Instruction: Render the part of the rows that opens with the line containing "Reviewer note: confirm that each instance of the pink cake" and closes with the line containing "[(139, 184)]" as a Markdown table, with its number under Index and the line itself under Entry. Leave out blank lines.

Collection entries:
▬▬▬▬▬▬▬▬▬▬

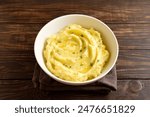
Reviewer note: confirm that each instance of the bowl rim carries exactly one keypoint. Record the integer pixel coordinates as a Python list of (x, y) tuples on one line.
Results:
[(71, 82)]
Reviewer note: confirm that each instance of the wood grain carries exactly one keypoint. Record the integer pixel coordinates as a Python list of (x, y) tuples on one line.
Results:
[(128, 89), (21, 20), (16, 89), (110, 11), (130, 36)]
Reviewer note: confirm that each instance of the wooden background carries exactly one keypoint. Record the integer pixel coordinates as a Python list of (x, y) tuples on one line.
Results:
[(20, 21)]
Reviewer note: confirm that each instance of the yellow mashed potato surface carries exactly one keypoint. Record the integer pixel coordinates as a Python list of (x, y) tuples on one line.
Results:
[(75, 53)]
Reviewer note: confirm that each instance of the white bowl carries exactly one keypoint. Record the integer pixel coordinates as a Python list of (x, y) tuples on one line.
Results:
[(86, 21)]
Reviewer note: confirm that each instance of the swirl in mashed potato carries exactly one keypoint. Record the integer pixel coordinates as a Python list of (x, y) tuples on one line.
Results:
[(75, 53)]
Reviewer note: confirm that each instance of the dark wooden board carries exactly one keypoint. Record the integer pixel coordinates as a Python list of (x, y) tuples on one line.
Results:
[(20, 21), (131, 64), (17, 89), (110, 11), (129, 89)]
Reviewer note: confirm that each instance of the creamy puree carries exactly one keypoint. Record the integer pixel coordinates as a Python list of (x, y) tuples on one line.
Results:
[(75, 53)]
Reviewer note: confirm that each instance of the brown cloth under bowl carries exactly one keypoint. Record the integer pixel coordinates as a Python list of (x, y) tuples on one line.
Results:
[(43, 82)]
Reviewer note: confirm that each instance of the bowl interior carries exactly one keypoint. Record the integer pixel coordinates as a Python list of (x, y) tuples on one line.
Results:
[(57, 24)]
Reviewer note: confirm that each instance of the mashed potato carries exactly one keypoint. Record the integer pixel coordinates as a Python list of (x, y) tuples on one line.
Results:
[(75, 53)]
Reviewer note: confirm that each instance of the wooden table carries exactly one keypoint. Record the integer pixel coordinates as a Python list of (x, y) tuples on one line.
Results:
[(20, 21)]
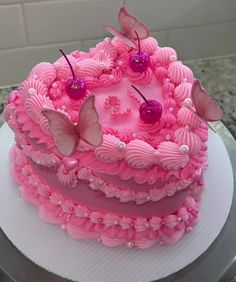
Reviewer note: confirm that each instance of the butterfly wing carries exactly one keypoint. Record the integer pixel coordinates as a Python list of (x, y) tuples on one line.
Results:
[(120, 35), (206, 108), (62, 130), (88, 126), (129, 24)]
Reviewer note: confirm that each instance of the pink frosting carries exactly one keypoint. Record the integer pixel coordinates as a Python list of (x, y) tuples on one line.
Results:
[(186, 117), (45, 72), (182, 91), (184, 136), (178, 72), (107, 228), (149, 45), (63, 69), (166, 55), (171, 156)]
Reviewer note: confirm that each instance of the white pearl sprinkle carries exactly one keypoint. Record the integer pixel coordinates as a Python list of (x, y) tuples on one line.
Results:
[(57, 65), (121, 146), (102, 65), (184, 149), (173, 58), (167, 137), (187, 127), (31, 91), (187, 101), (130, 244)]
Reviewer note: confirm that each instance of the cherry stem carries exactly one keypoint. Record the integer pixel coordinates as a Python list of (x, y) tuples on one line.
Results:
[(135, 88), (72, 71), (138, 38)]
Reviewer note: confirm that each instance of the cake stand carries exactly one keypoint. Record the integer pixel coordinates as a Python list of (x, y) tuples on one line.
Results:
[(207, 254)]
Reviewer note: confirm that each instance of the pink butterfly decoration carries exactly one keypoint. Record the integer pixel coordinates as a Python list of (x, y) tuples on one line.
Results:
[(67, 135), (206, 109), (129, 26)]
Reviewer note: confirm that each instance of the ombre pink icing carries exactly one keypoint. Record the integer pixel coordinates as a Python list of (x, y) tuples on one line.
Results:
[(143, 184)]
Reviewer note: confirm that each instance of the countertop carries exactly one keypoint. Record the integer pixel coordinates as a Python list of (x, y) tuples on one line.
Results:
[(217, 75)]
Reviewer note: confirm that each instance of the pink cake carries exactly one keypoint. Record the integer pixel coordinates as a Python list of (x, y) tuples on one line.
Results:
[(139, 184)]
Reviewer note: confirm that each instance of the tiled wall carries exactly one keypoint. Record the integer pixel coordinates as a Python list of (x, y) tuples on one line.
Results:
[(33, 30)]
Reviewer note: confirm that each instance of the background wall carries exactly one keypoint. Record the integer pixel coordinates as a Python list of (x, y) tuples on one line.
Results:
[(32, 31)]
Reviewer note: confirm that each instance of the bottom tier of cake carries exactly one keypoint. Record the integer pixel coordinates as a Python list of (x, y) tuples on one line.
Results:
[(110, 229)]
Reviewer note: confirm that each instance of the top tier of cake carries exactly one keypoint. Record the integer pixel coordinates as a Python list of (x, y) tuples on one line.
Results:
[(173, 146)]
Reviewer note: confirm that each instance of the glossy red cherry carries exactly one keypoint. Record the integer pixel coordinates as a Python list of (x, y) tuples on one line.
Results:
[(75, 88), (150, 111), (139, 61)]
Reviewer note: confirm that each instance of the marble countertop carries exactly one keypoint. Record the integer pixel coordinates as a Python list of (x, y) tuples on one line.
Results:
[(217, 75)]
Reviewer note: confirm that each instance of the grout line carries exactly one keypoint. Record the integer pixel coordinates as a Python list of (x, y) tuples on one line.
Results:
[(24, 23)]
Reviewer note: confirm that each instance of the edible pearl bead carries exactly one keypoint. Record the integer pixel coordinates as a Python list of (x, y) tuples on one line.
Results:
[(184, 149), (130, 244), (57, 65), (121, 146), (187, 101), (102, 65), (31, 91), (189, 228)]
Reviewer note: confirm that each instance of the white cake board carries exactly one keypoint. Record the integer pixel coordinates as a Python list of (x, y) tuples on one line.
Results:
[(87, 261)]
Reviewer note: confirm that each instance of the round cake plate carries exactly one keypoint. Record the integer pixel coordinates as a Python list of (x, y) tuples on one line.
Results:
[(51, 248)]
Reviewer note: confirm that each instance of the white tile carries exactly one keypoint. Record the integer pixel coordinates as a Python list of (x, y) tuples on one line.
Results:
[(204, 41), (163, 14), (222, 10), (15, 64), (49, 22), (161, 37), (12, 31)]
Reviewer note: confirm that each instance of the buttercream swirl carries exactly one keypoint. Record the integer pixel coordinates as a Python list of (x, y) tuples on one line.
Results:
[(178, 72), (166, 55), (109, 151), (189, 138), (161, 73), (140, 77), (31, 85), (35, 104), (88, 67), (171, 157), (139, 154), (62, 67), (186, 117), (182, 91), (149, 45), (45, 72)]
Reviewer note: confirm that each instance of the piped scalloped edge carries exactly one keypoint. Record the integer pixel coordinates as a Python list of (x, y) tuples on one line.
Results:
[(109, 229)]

▬▬▬▬▬▬▬▬▬▬

Solution for this exercise:
| Index | Entry |
|---|---|
| 1 | Reviewer note: confirm that each instance of the pink cake carries exactly one keypoint. Record the integer pixel coordinates as a Python list of (x, y) tuples on one line. |
| 2 | Results: |
| 3 | [(139, 184)] |